## WORK REQUIRED
Every line below must come back exactly as it stands, with the images omitted.

Saved entries:
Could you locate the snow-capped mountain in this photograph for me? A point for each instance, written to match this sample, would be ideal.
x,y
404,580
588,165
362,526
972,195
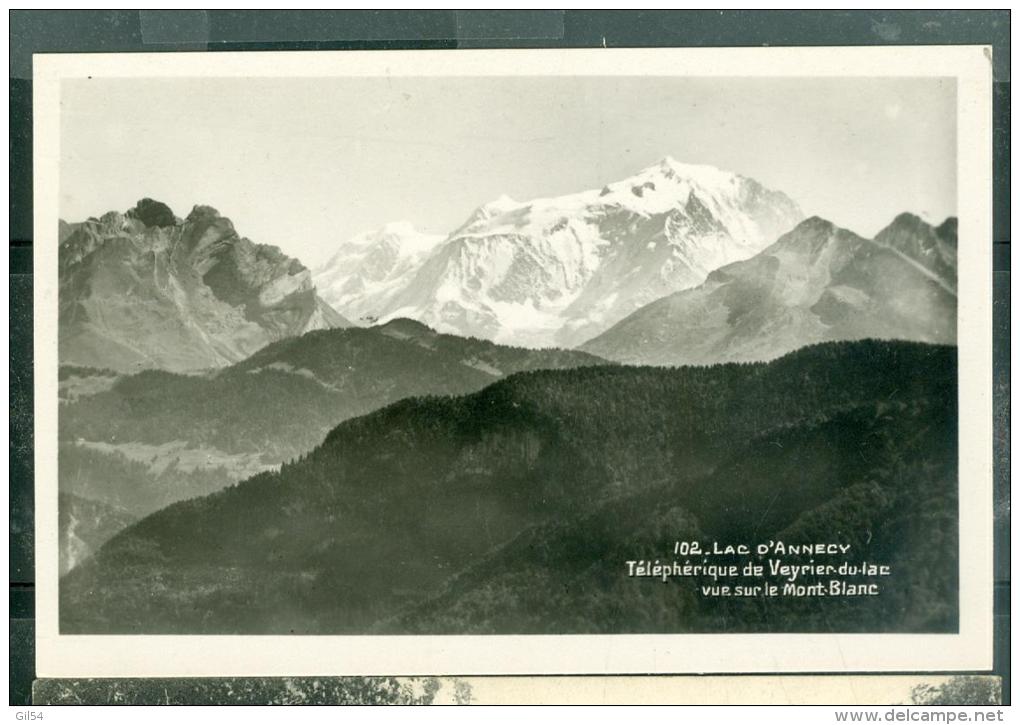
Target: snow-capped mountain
x,y
370,268
147,290
816,283
558,271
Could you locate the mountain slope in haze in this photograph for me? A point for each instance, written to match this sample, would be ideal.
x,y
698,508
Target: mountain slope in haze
x,y
147,290
85,525
817,282
385,525
143,441
371,267
557,271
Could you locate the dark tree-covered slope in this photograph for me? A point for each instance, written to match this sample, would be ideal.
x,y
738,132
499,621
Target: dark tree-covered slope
x,y
532,490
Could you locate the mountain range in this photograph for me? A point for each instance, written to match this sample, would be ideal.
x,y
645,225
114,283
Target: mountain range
x,y
557,271
514,509
141,442
148,290
816,282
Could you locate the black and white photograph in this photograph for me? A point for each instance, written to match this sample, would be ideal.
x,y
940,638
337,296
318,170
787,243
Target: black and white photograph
x,y
446,355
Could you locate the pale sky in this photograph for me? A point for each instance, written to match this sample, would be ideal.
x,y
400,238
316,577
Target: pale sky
x,y
307,163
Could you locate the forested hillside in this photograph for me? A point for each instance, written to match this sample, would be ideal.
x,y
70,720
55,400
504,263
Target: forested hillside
x,y
536,489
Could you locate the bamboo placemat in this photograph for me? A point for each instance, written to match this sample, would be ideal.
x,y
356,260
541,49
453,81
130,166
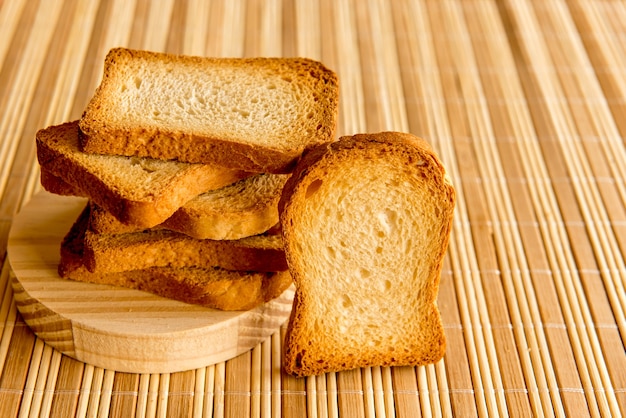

## ANSWER SECTION
Could you locate the snow-capped mountain in this photograph for me? A point for each instance, written to match this sample, would be ideal.
x,y
404,580
588,165
362,526
972,195
Target: snow-capped mountain
x,y
370,268
147,290
816,283
558,271
Could you locate the mountain slope in haze in this photograph for me? A point for each instance, written to match this sample, would be ideal.
x,y
698,508
Target: mountain slope in haze
x,y
147,290
85,525
817,282
385,525
143,441
371,267
557,271
Could you locate the dark tree-covered slope in this photograph for me? A point for each instance, written to match this sample, would be ideal.
x,y
738,132
499,621
Target: dark tree-covered slope
x,y
532,490
Could you locate the mountain range in this photograph for me? A point for each instance, written to match this sample, would be ideal.
x,y
645,225
114,283
Target: mountain range
x,y
557,271
514,509
141,442
148,290
816,282
Could you locate the black and white photograph in this photograph for me? A point for each instance, written to match this sample, would be ideal.
x,y
940,638
337,296
318,170
787,243
Target: black and white photograph
x,y
446,355
Could you locate the pale sky in this photograph for me? A point for each instance, written to match this sample, would be ideal.
x,y
400,238
316,577
Target: pale sky
x,y
307,163
Could you locate the forested hillside in this photograph for me? A point for each instance, written to match this sample, would be ideal.
x,y
70,720
55,400
504,263
Target: forested hillside
x,y
536,489
Could you locate the bamboo placemat in this photograph for me? A point for each instance, written to match this sample, would be ideal.
x,y
356,260
541,49
453,81
130,166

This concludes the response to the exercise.